--- START OF DATA TO PROCESS ---

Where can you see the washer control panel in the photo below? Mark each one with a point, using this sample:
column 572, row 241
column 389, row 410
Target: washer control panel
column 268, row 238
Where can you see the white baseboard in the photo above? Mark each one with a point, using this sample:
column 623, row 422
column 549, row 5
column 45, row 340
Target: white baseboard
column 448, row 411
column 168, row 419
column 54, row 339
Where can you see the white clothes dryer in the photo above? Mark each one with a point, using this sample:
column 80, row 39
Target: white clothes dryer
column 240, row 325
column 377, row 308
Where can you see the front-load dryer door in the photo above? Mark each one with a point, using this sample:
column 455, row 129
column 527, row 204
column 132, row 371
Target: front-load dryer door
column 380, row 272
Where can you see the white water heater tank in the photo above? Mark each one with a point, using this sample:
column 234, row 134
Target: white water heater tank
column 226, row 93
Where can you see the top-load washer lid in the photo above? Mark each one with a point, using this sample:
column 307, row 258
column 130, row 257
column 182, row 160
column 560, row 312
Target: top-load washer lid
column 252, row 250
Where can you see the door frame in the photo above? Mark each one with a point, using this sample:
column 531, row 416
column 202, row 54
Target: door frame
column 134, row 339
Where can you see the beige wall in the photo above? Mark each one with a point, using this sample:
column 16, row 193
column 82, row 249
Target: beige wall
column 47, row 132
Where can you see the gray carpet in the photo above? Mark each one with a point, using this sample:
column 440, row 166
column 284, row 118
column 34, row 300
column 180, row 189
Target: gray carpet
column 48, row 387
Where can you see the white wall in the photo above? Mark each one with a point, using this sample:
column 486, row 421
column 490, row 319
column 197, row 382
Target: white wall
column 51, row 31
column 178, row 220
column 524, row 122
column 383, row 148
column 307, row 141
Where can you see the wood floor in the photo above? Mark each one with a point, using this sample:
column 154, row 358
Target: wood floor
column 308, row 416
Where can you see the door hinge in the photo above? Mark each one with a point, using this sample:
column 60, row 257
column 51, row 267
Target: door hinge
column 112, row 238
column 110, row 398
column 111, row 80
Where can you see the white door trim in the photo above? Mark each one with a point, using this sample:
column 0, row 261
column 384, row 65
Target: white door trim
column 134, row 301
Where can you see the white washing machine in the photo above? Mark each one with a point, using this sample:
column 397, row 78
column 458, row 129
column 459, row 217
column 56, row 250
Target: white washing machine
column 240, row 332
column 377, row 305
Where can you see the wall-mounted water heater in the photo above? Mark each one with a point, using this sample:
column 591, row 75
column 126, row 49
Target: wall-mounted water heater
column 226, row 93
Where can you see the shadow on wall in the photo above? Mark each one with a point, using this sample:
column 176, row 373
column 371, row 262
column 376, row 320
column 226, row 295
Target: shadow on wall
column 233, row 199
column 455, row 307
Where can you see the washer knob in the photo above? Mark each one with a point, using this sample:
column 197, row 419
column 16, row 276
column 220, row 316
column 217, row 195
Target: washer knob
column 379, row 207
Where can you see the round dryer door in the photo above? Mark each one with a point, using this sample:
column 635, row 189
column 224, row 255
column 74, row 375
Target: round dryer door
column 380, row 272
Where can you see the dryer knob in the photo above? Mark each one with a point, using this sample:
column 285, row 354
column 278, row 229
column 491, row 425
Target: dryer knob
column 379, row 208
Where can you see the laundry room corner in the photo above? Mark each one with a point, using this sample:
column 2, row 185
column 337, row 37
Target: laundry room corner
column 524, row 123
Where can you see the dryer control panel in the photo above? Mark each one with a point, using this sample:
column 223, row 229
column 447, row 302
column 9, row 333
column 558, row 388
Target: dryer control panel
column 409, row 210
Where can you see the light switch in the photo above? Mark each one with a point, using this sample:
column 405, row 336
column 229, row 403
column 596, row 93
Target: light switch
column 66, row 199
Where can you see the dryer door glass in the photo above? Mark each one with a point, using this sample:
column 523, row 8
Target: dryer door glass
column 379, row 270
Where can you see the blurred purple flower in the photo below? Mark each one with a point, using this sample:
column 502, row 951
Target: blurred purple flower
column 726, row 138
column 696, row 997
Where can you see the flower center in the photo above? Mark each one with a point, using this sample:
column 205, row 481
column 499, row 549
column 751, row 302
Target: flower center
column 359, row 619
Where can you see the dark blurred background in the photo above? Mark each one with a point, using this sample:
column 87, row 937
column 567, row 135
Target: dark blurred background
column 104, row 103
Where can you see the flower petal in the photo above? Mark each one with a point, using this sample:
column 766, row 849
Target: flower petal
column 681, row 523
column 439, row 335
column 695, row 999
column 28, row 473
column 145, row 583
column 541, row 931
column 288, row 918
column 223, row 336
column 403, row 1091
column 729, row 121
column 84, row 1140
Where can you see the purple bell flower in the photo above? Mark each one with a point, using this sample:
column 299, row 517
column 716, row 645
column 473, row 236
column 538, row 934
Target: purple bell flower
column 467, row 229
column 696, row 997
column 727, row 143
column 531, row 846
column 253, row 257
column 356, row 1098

--- END OF DATA TO PROCESS ---

Return every line of the data above exactly as it appears, from the line containing "Where can you see the flower center" down to the line containing "column 104, row 103", including both of those lines.

▸ **FULL RESPONSE**
Where can you see the flower center in the photo above? Mark each one with a point, using this sample:
column 205, row 481
column 499, row 549
column 751, row 302
Target: flower center
column 359, row 619
Where can you see the dark blurred background in the photo above? Mark each one with a point, using this sample:
column 87, row 937
column 567, row 135
Target: dark blurred background
column 104, row 103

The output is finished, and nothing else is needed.